### EXTRACT

※

For  a 9kg refill I pay $20 at BCF for a refil for the BBQ so how much more does it cost for a 45 I guess you need to pay rental as well but it couldn't be that much more could it over a year or is it? 
5 x 9kg =$100  
Anyone got any idea on the costs of 45s in regional areas I am guessing you have to pay for a hire as well? 
Willy

----------


## WillyInBris

Ok So I thought I would just add the following I spoke to Elgas and was quoted the following I couldn't imagine Country Energy being and less. 
45kgs $103 prepaid order $98 
Service fee annual charge $44 for 1 cyl or $66 for 2 if your going to put a heater on etc 
One thing I wanted to ask people are the 9kg bottles put outside as well that some of you are using, I am thinking so because of safety issues probably a stupid question but just though I would ask.

----------


## Smurf

> One thing I wanted to ask people are the 9kg bottles put outside as well that some of you are using, I am thinking so because of safety issues probably a stupid question but just though I would ask.

  I have two 9kg bottles outside. They are sitting on the ground next to the house quite some distance from the kitchen (they are out of the way where they are located). 
They are both connected to the regulator, you just turn the knob on the regulator to select which bottle is used. All the plumbing from the bottles to the regulator and then into the kitchen is in copper.

----------


## Bloss

Just me, but the thread title makes me smile every time I see it as I think of the answer 'depends how much you use!"  :Biggrin:   
Would be having the bottles inside, but have a number of friends who have bush and coast blocks who have found a problem getting any of the gas bottle companies to deliver and so use the 9kg bottles (filled to 8.5kg by Bunnies for some reason!) without problems. A couple have had twin copper pipes run in by their plumber with  two-way-off tap so that they can swap over when one runs out without going outside.

※

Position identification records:
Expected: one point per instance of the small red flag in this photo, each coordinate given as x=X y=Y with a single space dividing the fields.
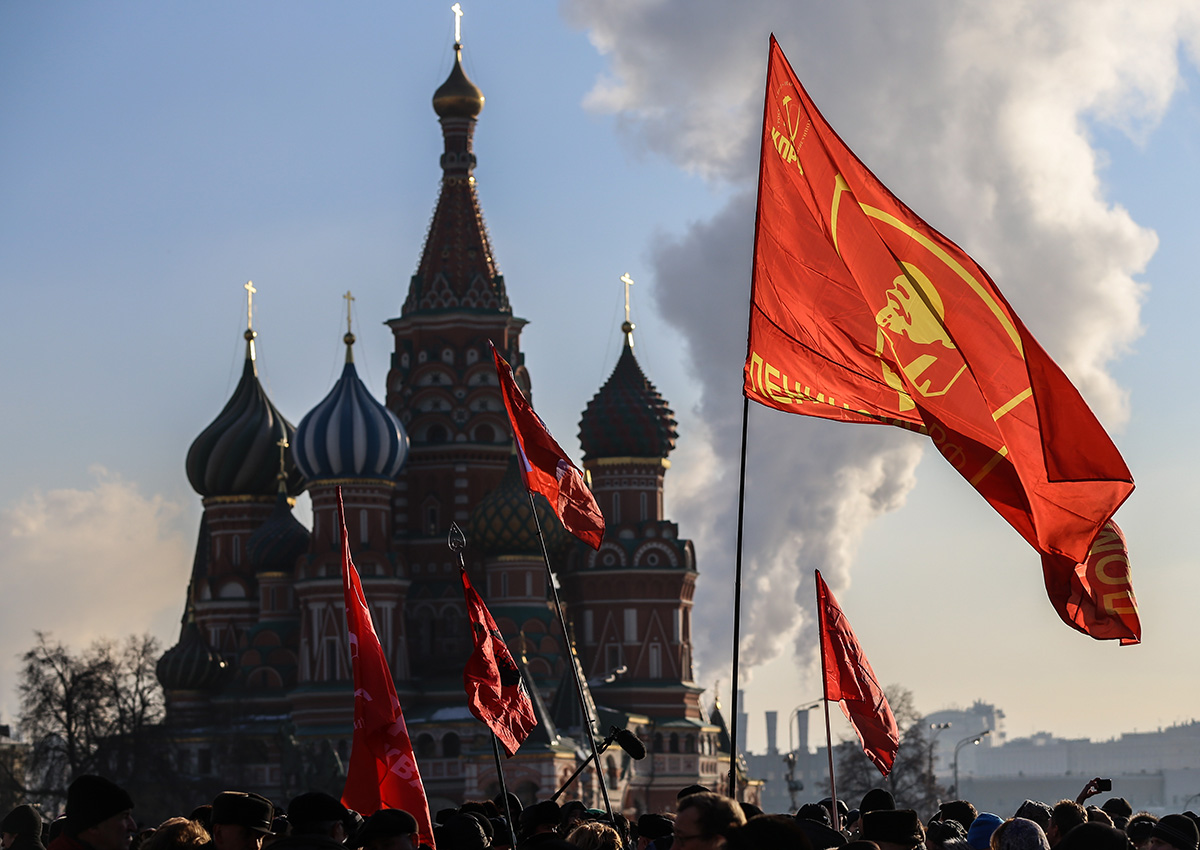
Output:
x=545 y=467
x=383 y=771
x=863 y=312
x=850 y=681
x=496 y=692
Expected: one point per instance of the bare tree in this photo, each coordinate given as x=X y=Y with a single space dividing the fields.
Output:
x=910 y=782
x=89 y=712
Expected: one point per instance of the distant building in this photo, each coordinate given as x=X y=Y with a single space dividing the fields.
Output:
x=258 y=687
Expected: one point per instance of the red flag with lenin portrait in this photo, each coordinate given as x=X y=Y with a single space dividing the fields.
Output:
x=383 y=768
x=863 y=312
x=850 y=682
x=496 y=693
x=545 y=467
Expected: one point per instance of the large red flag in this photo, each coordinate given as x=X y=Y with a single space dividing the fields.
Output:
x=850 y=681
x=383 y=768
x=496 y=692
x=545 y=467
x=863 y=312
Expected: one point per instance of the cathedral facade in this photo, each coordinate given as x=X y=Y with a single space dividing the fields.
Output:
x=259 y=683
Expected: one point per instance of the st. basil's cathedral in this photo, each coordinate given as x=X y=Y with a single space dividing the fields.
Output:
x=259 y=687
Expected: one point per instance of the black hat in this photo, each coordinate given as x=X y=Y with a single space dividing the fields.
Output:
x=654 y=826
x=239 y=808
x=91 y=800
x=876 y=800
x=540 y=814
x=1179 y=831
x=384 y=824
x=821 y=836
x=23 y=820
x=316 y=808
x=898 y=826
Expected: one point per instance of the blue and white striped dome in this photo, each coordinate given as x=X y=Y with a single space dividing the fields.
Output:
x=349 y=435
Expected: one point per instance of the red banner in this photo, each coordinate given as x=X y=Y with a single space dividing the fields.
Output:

※

### WORK TO BE COMPLETED
From the forum thread on gas bottle costs, return word for word the passage that opens with the words "Just me, but" and closes with "without going outside.".

### COMPLETE ANSWER
Just me, but the thread title makes me smile every time I see it as I think of the answer 'depends how much you use!"  :Biggrin:   
Would be having the bottles inside, but have a number of friends who have bush and coast blocks who have found a problem getting any of the gas bottle companies to deliver and so use the 9kg bottles (filled to 8.5kg by Bunnies for some reason!) without problems. A couple have had twin copper pipes run in by their plumber with  two-way-off tap so that they can swap over when one runs out without going outside.